Collected data entries
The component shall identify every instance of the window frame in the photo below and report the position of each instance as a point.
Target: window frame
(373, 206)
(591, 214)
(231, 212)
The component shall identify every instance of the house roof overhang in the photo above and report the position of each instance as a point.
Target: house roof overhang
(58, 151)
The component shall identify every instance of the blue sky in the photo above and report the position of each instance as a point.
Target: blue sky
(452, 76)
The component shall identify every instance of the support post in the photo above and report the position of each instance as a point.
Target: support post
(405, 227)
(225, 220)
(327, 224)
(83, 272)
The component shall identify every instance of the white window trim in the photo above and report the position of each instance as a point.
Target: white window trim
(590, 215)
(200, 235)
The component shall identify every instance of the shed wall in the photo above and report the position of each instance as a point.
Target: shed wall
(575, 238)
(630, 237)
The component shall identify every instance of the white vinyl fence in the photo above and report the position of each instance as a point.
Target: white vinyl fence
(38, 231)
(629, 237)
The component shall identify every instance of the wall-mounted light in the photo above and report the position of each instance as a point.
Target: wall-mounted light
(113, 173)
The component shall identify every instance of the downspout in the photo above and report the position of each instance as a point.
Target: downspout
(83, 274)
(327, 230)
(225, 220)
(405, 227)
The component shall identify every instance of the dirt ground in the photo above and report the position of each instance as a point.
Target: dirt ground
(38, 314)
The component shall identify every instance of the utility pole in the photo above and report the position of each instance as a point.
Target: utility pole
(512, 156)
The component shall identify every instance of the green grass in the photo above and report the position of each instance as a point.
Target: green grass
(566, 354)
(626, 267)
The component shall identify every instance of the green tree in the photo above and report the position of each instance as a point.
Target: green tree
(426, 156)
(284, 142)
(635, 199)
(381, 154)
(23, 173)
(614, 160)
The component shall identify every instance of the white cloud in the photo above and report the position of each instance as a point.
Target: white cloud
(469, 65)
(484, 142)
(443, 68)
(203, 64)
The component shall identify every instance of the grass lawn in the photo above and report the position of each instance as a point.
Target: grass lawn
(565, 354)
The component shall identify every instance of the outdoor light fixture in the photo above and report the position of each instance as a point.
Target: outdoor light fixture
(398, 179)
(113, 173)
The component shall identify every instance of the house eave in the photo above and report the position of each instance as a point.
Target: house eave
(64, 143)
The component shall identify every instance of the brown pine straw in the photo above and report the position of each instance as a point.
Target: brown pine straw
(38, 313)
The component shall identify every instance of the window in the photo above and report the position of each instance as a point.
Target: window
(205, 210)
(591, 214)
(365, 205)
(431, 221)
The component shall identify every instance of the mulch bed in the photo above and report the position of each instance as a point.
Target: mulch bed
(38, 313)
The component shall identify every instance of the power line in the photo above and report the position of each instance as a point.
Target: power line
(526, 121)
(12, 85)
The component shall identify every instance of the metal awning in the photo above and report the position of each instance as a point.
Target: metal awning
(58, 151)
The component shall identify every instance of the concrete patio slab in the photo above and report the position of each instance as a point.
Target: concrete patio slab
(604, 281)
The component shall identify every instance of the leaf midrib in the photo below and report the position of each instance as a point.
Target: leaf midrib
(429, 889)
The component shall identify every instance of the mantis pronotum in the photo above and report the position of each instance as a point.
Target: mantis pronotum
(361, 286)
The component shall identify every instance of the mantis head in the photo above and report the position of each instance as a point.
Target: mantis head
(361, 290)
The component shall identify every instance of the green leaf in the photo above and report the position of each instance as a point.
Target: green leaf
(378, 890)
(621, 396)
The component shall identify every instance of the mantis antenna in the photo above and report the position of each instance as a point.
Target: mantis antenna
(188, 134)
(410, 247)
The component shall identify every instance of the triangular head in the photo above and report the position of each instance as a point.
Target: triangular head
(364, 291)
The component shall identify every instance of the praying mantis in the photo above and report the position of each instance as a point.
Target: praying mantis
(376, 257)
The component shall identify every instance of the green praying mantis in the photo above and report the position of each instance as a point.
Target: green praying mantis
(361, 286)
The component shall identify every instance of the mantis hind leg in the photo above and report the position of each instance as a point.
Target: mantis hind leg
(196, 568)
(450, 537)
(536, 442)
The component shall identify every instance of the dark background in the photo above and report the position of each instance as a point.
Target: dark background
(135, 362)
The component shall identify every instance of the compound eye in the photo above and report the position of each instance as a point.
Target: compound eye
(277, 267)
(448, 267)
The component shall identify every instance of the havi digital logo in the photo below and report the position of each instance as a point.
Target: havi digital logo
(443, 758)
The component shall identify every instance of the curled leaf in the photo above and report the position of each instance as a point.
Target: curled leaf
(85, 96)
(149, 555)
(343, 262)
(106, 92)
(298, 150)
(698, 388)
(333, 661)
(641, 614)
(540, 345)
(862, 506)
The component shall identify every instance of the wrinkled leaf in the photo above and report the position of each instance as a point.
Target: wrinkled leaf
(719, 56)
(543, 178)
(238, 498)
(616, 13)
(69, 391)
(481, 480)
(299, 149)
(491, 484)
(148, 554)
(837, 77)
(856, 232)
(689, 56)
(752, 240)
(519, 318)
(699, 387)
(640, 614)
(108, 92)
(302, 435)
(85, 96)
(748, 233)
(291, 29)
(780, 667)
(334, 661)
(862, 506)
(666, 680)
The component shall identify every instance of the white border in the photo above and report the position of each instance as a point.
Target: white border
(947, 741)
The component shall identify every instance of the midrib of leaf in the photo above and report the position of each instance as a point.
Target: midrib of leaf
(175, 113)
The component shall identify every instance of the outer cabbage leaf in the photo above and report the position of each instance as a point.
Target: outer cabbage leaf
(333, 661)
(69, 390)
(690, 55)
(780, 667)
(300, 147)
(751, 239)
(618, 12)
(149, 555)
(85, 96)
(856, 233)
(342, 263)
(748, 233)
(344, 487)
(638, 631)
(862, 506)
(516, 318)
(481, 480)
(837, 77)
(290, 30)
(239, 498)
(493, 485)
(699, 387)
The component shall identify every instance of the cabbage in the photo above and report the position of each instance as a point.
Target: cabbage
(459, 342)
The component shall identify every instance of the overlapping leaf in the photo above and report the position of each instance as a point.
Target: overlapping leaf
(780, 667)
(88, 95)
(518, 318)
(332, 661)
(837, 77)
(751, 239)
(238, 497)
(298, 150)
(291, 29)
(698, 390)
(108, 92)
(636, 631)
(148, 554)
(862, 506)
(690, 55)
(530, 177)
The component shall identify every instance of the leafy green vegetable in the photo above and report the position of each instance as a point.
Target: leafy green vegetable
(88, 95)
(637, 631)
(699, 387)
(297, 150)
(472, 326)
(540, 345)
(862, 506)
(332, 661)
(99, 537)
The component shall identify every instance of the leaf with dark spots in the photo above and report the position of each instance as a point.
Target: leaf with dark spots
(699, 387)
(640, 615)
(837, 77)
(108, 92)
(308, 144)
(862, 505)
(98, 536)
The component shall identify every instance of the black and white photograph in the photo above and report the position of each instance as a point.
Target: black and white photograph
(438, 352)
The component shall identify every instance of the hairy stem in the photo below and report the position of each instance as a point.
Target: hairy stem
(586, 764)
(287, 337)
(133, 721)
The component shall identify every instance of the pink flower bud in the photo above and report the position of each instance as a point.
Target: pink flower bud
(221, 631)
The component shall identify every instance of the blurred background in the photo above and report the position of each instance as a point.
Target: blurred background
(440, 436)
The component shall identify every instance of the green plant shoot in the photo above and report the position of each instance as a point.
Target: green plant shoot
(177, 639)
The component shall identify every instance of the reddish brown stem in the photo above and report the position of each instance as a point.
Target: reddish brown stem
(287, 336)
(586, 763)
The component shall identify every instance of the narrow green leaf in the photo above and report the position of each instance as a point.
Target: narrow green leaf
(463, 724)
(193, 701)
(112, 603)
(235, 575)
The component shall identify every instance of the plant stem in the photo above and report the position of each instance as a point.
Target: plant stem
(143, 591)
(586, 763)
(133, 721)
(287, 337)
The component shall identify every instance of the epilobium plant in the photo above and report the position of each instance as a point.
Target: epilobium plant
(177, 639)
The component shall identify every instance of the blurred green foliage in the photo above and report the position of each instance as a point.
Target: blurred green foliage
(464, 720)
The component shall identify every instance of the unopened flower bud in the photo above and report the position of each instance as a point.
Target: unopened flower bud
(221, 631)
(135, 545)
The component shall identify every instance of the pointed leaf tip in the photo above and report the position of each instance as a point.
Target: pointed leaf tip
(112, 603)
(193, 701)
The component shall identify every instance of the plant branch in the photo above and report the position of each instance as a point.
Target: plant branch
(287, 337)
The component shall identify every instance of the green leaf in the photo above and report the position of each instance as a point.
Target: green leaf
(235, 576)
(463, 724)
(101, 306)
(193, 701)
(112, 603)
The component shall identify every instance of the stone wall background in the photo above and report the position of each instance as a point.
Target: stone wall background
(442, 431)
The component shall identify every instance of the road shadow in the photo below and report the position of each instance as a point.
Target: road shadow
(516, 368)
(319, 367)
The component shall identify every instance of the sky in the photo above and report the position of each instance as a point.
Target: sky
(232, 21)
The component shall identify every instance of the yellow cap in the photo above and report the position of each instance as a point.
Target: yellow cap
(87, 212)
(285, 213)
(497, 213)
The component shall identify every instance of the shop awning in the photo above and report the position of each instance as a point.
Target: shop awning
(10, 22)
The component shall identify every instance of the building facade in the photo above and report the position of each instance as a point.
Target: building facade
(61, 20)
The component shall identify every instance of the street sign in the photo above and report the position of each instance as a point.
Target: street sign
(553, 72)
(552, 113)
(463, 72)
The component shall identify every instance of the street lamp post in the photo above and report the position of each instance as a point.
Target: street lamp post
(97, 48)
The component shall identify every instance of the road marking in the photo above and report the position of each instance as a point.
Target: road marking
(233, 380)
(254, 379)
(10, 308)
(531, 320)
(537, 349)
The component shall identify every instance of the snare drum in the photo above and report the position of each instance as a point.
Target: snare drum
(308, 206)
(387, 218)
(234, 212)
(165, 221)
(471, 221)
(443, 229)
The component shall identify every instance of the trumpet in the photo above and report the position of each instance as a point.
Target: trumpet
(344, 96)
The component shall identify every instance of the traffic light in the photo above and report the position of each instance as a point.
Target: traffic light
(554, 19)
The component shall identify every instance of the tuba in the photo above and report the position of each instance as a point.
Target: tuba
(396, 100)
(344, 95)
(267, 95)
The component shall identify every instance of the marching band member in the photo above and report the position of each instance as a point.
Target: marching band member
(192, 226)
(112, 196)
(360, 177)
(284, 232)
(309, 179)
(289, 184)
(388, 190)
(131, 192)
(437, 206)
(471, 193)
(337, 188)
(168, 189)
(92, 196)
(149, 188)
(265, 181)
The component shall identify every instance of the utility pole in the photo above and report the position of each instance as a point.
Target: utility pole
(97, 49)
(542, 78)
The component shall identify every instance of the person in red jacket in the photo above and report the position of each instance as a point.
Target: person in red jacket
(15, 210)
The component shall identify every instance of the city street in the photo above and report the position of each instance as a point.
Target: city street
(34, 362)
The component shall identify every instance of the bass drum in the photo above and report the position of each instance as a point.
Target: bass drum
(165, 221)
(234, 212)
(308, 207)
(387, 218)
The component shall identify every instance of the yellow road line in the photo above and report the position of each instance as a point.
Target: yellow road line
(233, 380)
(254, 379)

**Task description:** In the listing above, find the line containing "The component shall identify every instance of the tuba" and please quote exactly that line through the last one, and no other lines.

**The result:**
The component shall identify every instance of the tuba in the photo above and report the position of each instance as a point.
Target: tuba
(396, 100)
(344, 95)
(267, 95)
The component shall identify every instance of the marching band member in the photo above and report the position of each instance as a point.
Target: marching band member
(192, 226)
(112, 196)
(360, 177)
(284, 232)
(309, 179)
(289, 184)
(388, 190)
(131, 192)
(437, 206)
(471, 193)
(337, 188)
(168, 189)
(92, 196)
(149, 188)
(265, 181)
The component shall identify every instance of the utility pole in the photo above and report the position of each instance as a point.
Target: utility pole
(97, 49)
(542, 78)
The component shall identify every instance of the person in red jacket in the photo above and report the position of each instance as a point.
Target: person in red jacket
(15, 210)
The component shall identify every instance of the city street in the photo above and report the position of each instance as a point.
Target: city street
(34, 362)
The component shall identify every instance of the bass drum in the photo above and report the position of each instance as a point.
Target: bass drum
(165, 221)
(234, 212)
(308, 207)
(387, 218)
The component shall identify every instance of the yellow road line in the photo above and report the position of each instance as a point.
Target: yellow road line
(233, 380)
(254, 379)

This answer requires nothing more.